=== Task to complete ===
Please print every one of the records below word for word, changing nothing.

=== Information supplied ===
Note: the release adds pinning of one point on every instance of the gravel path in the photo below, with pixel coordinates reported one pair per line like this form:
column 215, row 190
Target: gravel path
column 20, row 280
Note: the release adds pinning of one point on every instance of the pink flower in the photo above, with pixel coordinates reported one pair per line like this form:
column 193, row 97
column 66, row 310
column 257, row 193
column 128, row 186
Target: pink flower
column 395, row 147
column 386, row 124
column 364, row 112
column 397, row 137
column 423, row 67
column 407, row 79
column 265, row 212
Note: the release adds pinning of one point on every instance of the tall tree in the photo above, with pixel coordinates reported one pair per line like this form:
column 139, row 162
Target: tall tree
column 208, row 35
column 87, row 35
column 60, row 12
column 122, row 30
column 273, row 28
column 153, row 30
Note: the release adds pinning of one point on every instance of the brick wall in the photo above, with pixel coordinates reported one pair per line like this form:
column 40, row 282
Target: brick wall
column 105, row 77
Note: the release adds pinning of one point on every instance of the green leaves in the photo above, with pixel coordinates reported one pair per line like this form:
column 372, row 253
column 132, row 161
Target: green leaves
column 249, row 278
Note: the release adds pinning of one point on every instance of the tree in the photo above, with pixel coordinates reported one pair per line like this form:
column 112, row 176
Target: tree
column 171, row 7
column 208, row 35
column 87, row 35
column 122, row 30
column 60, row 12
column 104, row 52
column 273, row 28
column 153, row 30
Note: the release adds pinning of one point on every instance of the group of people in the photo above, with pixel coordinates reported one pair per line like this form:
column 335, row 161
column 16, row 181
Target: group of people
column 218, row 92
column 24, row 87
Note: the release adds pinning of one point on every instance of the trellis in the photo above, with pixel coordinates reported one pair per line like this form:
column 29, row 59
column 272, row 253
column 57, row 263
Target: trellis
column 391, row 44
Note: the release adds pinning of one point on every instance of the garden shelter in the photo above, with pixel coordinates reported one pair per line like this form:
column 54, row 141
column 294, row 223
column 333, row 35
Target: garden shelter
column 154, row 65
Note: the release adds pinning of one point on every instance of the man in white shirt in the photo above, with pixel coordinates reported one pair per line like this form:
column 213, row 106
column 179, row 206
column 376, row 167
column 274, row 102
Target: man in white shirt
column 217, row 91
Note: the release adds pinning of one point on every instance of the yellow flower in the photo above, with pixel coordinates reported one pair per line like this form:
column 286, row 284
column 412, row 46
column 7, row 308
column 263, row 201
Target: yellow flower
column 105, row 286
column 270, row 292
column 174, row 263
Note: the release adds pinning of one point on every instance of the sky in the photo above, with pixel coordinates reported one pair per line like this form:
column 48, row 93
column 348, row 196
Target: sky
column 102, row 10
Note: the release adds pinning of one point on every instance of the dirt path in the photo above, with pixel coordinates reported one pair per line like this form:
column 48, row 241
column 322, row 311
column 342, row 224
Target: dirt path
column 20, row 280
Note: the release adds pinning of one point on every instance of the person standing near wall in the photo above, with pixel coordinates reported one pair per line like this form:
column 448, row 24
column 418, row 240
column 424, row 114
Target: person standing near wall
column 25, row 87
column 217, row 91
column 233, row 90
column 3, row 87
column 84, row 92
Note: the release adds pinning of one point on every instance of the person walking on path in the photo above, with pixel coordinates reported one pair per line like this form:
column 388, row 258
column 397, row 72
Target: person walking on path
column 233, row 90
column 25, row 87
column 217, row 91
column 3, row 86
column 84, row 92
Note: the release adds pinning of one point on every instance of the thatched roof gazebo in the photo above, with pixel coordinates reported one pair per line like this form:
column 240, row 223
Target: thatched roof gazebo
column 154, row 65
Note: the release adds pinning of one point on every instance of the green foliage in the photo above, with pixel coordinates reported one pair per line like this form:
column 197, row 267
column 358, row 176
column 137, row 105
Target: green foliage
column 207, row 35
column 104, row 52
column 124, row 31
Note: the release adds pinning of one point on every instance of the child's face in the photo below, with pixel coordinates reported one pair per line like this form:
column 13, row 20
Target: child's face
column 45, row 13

=== Output of the exercise ===
Note: the release adds pinning of one point on every instance of the gravel path in the photo below, with pixel coordinates reported one pair per line like this form:
column 215, row 190
Target: gravel path
column 20, row 280
Note: the release adds pinning of one point on every instance of the pink flower in the photo above, with pixel coordinates reported one pair per line like this form:
column 193, row 97
column 66, row 310
column 257, row 193
column 128, row 186
Target: pink flower
column 395, row 147
column 386, row 124
column 364, row 112
column 397, row 137
column 423, row 67
column 407, row 79
column 265, row 212
Note: the release adds pinning of one point on every instance of the tall tree in the photo above, with pixel coordinates reported one pair per line like this form:
column 139, row 162
Target: tall tree
column 208, row 35
column 87, row 35
column 60, row 12
column 122, row 30
column 273, row 28
column 153, row 30
Note: the release adds pinning of one point on every instance of the brick wall in the photo above, with pixel coordinates reported one pair per line like this form:
column 40, row 282
Target: brick wall
column 105, row 77
Note: the release adds pinning of one point on every instance of the green leaves in the photo above, with pixel coordinates reported one pair per line like this form:
column 372, row 253
column 132, row 161
Target: green leaves
column 249, row 278
Note: the release adds pinning of one point on every instance of the tree in the photo above, with pixel coordinates reported one pair per line like this form:
column 112, row 176
Target: tree
column 171, row 7
column 208, row 35
column 87, row 35
column 122, row 30
column 60, row 12
column 104, row 52
column 273, row 28
column 153, row 30
Note: the release adds pinning of one point on every instance of the group of people in the photo above, with pixel coordinates reported one pair per line like this form:
column 335, row 161
column 16, row 181
Target: group of people
column 218, row 92
column 24, row 87
Note: the release adds pinning of one point on every instance of the trellis in the photo above, with pixel coordinates reported one pair per line like this form:
column 29, row 59
column 272, row 253
column 57, row 263
Target: trellis
column 391, row 44
Note: the release adds pinning of one point on every instance of the garden shelter in the photo above, with pixel coordinates reported one pair per line like this form:
column 54, row 141
column 294, row 223
column 333, row 35
Target: garden shelter
column 154, row 65
Note: the release adds pinning of one point on every instance of the man in white shirt in the photo above, with pixel coordinates reported one pair per line like this form:
column 213, row 106
column 179, row 206
column 376, row 167
column 274, row 102
Target: man in white shirt
column 217, row 91
Note: the release adds pinning of one point on every instance of the yellow flower in the photo above, with pixel coordinates reported one pair per line like this form:
column 286, row 284
column 412, row 46
column 7, row 308
column 263, row 201
Target: yellow flower
column 105, row 286
column 270, row 292
column 174, row 263
Note: the release adds pinning of one point on every instance of the sky in the photo above, with pixel coordinates reported one pair per line like this form:
column 48, row 93
column 348, row 196
Target: sky
column 102, row 10
Note: the release adds pinning of one point on every instance of the dirt path in the photo above, with pixel coordinates reported one pair per line like this form:
column 48, row 241
column 322, row 311
column 342, row 224
Target: dirt path
column 20, row 280
Note: the release adds pinning of one point on every instance of the person standing near wall in the photo above, with pixel coordinates reported one pair per line like this form:
column 448, row 24
column 418, row 240
column 424, row 114
Target: person standing near wall
column 25, row 87
column 217, row 91
column 233, row 90
column 3, row 87
column 84, row 92
Note: the release adds pinning of one point on every instance of the person walking on path in the photo above, with pixel coordinates reported one pair per line like this form:
column 388, row 258
column 397, row 72
Target: person walking on path
column 233, row 90
column 25, row 87
column 217, row 91
column 3, row 86
column 84, row 92
Note: the release adds pinning of one point on every instance of the thatched roof gazebo in the photo above, with pixel coordinates reported one pair per line like this form:
column 240, row 223
Target: thatched roof gazebo
column 154, row 65
Note: the release adds pinning of one point on every instance of the green foliage in the photo above, with pixel coordinates reported one pair per line like this form:
column 197, row 267
column 358, row 176
column 137, row 105
Target: green foliage
column 207, row 35
column 104, row 52
column 124, row 31
Note: the release adds pinning of one point on every instance of the child's face in the photo below, with pixel coordinates reported one pair per line like this form:
column 13, row 20
Target: child's face
column 45, row 13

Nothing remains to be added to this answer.